#### Data provided
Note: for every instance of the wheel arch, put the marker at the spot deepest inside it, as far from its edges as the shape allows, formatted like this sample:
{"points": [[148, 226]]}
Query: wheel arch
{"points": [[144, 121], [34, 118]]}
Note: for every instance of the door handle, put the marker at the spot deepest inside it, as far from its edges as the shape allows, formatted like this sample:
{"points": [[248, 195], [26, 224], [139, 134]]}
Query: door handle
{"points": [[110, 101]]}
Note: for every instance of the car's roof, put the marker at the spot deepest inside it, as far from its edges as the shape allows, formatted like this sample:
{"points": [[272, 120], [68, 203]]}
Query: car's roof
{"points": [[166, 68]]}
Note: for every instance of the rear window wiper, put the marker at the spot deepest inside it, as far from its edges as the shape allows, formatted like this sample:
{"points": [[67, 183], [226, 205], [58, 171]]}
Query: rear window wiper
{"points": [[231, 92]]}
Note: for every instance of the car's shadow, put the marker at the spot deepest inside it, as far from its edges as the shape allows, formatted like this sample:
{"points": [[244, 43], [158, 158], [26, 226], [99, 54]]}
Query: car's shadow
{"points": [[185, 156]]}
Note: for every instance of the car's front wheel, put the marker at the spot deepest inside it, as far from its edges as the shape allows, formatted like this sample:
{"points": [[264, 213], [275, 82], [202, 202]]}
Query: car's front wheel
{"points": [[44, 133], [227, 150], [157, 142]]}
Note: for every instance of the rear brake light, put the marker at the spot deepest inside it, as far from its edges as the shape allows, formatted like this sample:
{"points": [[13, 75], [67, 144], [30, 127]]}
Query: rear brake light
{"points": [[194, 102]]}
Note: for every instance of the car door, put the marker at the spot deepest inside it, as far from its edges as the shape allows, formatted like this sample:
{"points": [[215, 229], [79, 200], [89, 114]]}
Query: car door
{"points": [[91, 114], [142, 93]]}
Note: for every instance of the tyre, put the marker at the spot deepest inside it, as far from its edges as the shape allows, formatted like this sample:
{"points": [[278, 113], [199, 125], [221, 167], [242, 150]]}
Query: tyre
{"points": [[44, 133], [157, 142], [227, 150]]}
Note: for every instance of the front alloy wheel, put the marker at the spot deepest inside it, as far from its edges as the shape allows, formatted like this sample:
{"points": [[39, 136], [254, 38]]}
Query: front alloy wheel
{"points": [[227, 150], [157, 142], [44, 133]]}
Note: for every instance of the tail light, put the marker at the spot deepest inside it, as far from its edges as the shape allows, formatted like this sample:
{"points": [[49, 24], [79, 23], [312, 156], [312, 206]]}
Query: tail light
########
§ Task
The range begins at the line containing "Query: rear window wiper" and ends at the last line of the entries; reproduce it exactly.

§ Answer
Query: rear window wiper
{"points": [[231, 92]]}
Note: for every instance of the car's shadow, put the marker at the spot deepest inside it, as far from its edges as the shape allows, formatted like this sample:
{"points": [[244, 43], [158, 158], [26, 226], [99, 54]]}
Query: car's shadow
{"points": [[185, 156]]}
Note: for every instance of the car's front wheel, put the marker at the spot deepest inside it, as far from its edges as the shape allows, formatted like this sample:
{"points": [[264, 213], [275, 82], [202, 202]]}
Query: car's front wheel
{"points": [[44, 133], [227, 150], [157, 142]]}
Note: for every instance of the rear brake light, put the marker at the spot deepest inside it, as far from its edges as the shape allows, formatted like this sample:
{"points": [[13, 75], [67, 144], [30, 127]]}
Query: rear brake light
{"points": [[194, 102]]}
Note: for every instance of the car door, put the marker at the spot deepest inside it, as far from its edges as the shape allows, formatted like this sample:
{"points": [[215, 229], [79, 200], [89, 114]]}
Query: car door
{"points": [[91, 114], [142, 93]]}
Note: for every instance of the tyre, put the marker at the spot deepest inside it, as far from its edges as the shape allows, formatted like this sample:
{"points": [[278, 113], [199, 125], [221, 167], [242, 150]]}
Query: tyre
{"points": [[44, 133], [157, 142], [227, 150]]}
Note: for every instance of the front alloy wheel, put the marker at the spot deepest inside it, as far from its edges as the shape allows, formatted like this sample:
{"points": [[39, 136], [254, 38]]}
Query: front alloy wheel
{"points": [[227, 150], [157, 142], [44, 133]]}
Note: for every instance of the tail light, put the marker at the spot deepest inside it, as far from its edges as the shape allows, formatted like this sample:
{"points": [[49, 24], [79, 23], [312, 156], [312, 206]]}
Query: tail light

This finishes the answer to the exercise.